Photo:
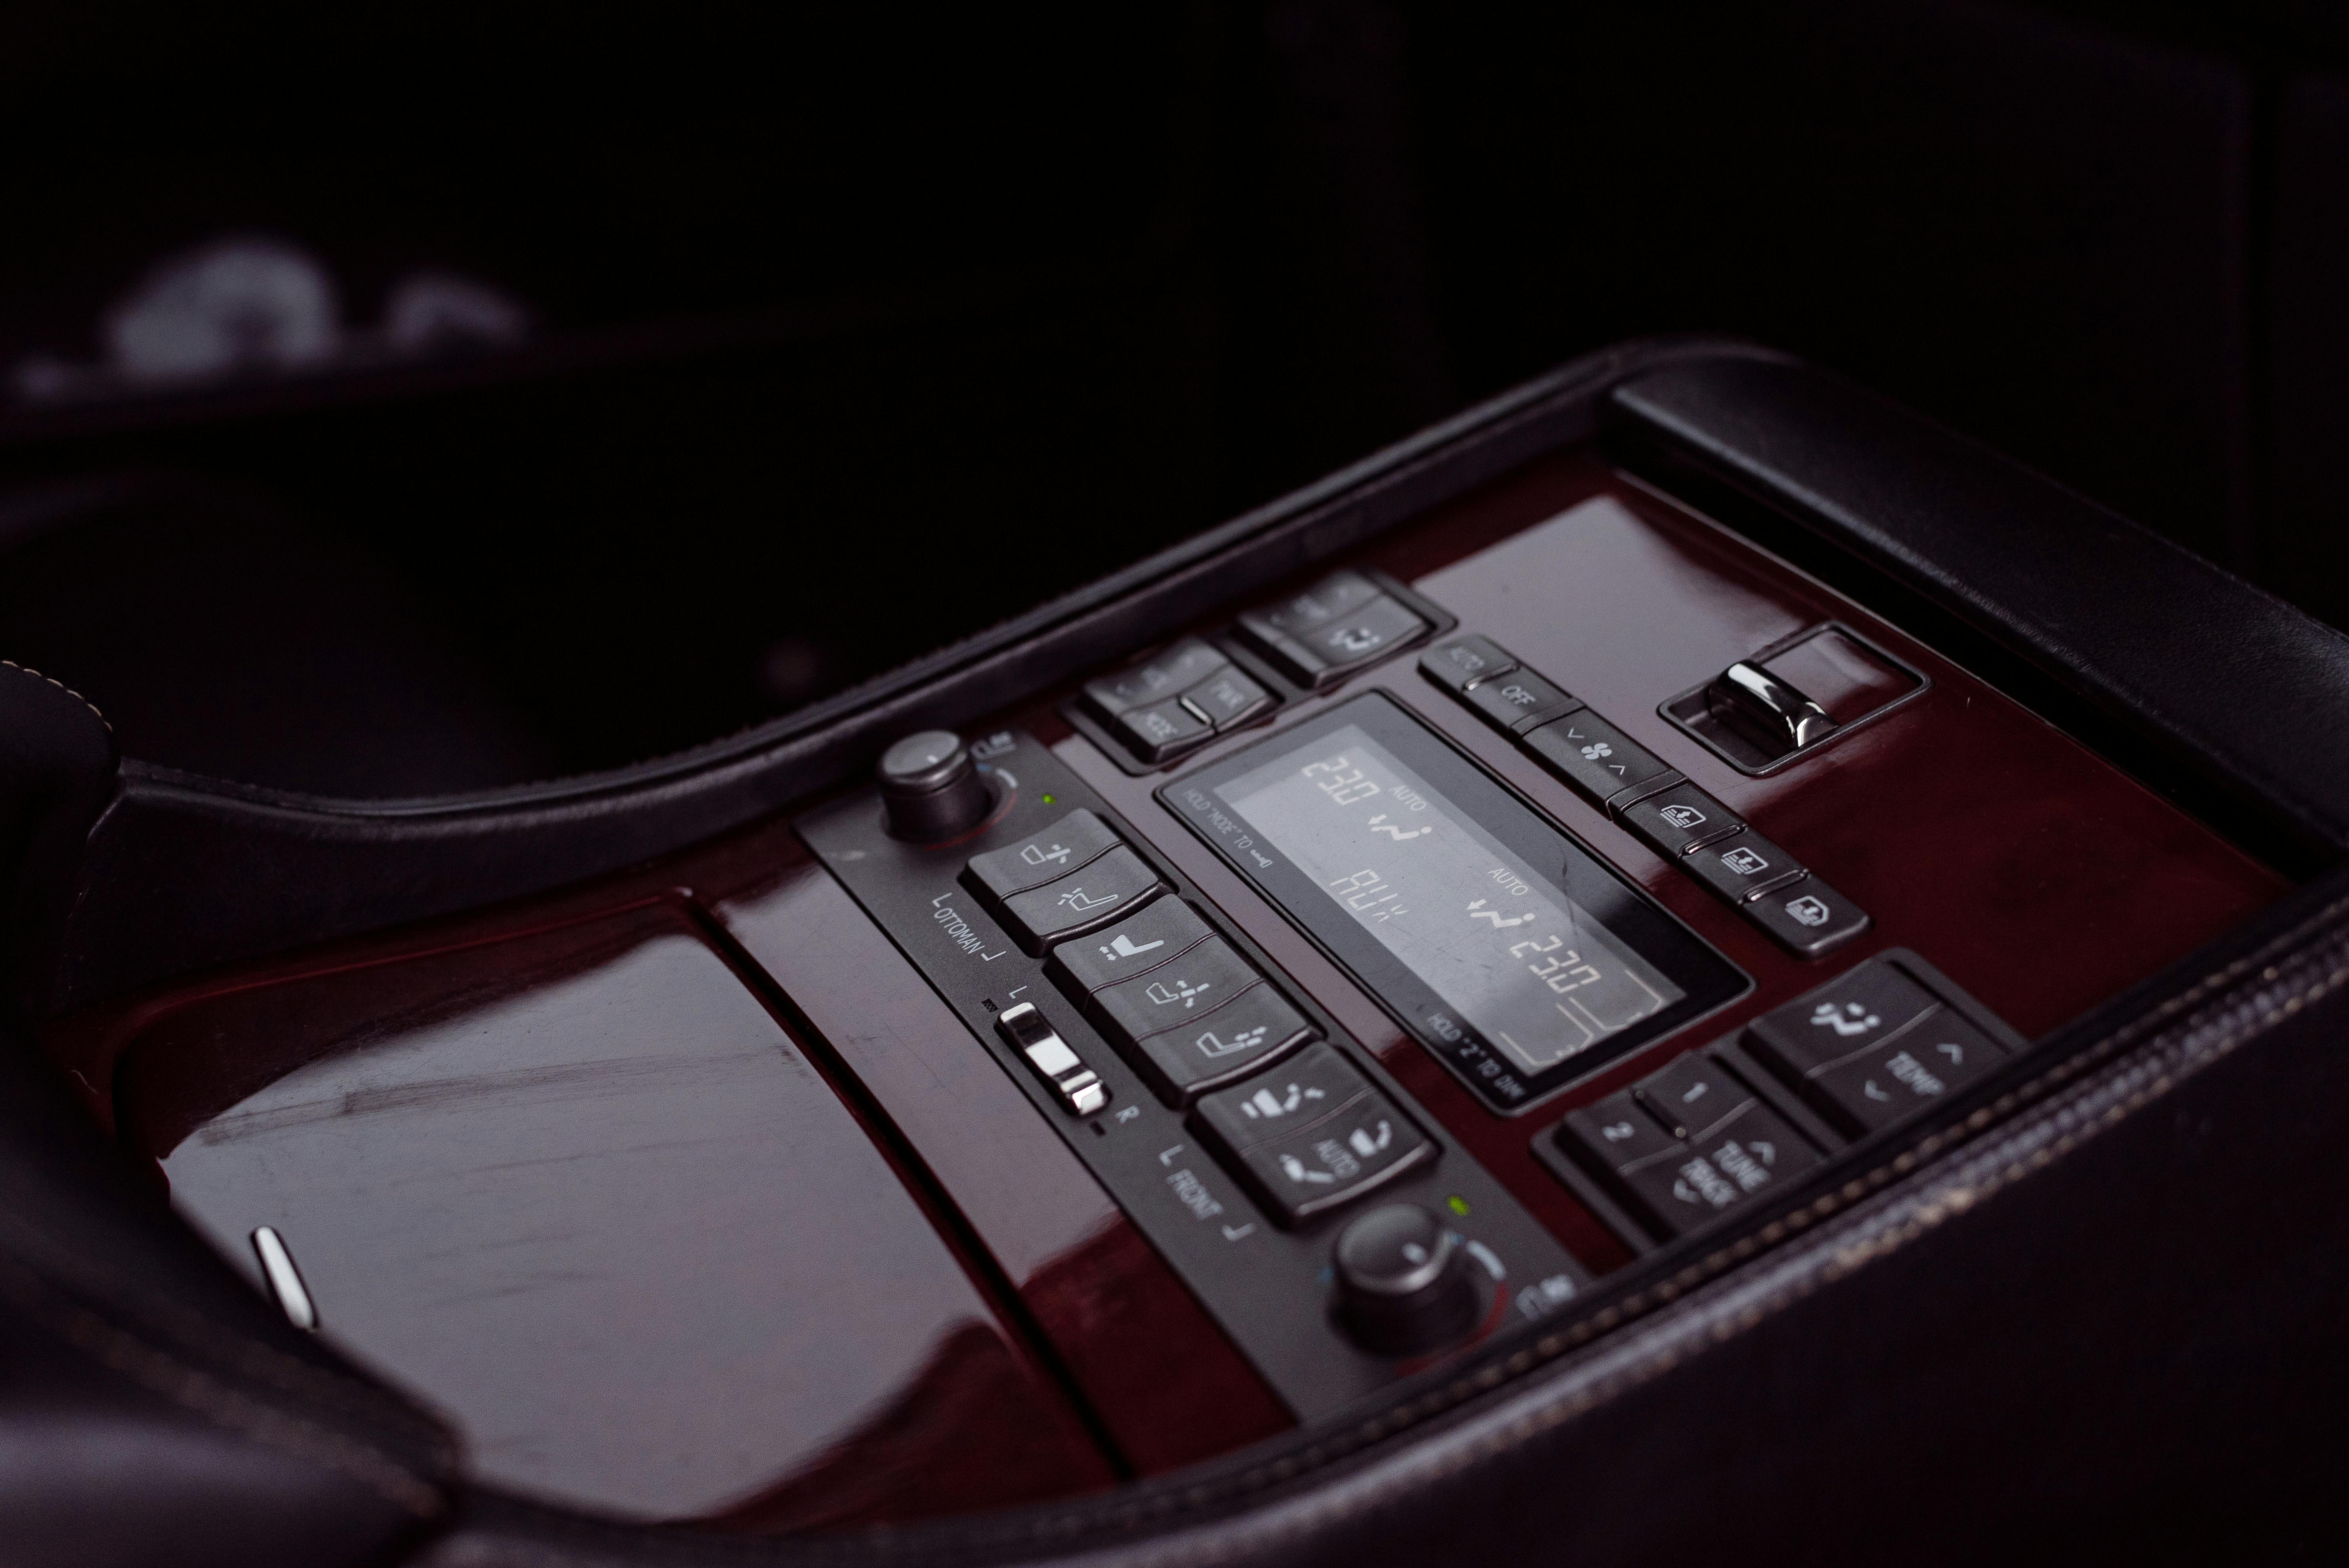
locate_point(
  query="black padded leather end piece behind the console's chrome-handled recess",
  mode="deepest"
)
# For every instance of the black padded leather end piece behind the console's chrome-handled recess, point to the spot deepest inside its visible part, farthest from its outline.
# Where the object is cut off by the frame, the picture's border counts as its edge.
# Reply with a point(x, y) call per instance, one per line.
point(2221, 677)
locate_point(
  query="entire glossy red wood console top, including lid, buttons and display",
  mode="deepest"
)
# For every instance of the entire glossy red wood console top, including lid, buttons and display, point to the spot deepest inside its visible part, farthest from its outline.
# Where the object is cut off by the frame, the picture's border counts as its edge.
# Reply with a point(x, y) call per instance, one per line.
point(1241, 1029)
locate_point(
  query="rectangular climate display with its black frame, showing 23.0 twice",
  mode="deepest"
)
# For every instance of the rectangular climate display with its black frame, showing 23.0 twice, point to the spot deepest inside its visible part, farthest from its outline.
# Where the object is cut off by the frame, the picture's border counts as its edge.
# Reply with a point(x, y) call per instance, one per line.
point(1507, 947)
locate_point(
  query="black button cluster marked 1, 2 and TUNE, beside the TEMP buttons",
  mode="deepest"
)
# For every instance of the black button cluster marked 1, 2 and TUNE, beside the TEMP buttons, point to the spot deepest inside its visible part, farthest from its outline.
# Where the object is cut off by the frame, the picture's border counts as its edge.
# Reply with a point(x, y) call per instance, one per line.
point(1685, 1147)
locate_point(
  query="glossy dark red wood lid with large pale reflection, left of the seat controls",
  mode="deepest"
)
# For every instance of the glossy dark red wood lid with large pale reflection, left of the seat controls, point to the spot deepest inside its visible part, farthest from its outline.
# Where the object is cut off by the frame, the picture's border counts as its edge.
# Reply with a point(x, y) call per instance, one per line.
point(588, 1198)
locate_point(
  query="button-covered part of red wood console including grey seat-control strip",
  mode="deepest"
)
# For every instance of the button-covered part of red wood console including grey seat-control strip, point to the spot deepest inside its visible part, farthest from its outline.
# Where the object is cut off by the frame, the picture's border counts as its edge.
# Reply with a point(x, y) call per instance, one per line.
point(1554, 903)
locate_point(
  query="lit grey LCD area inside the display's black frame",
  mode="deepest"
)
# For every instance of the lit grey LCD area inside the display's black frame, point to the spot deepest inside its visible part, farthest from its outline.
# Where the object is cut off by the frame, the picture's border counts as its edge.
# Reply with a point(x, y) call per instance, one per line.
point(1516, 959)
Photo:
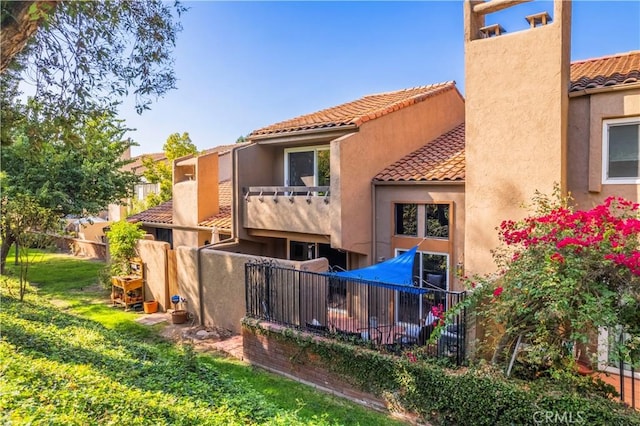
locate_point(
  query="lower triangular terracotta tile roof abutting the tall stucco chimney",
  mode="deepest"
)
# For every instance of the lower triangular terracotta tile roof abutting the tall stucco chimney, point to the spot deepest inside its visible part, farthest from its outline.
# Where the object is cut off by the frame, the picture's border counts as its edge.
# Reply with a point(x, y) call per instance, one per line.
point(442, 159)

..............................

◆ PROBLEM REQUIREMENTS:
Each line of the entries above that contains "abutting" is to be copied.

◆ SOLUTION:
  query="lower triangular terracotta tile roof abutting the tall stucco chimney",
# For every instance of the lower triangular terracotta tile roof abutting the tall stucco chimney, point to the spot deepest inside its visible part, farthest from its outline.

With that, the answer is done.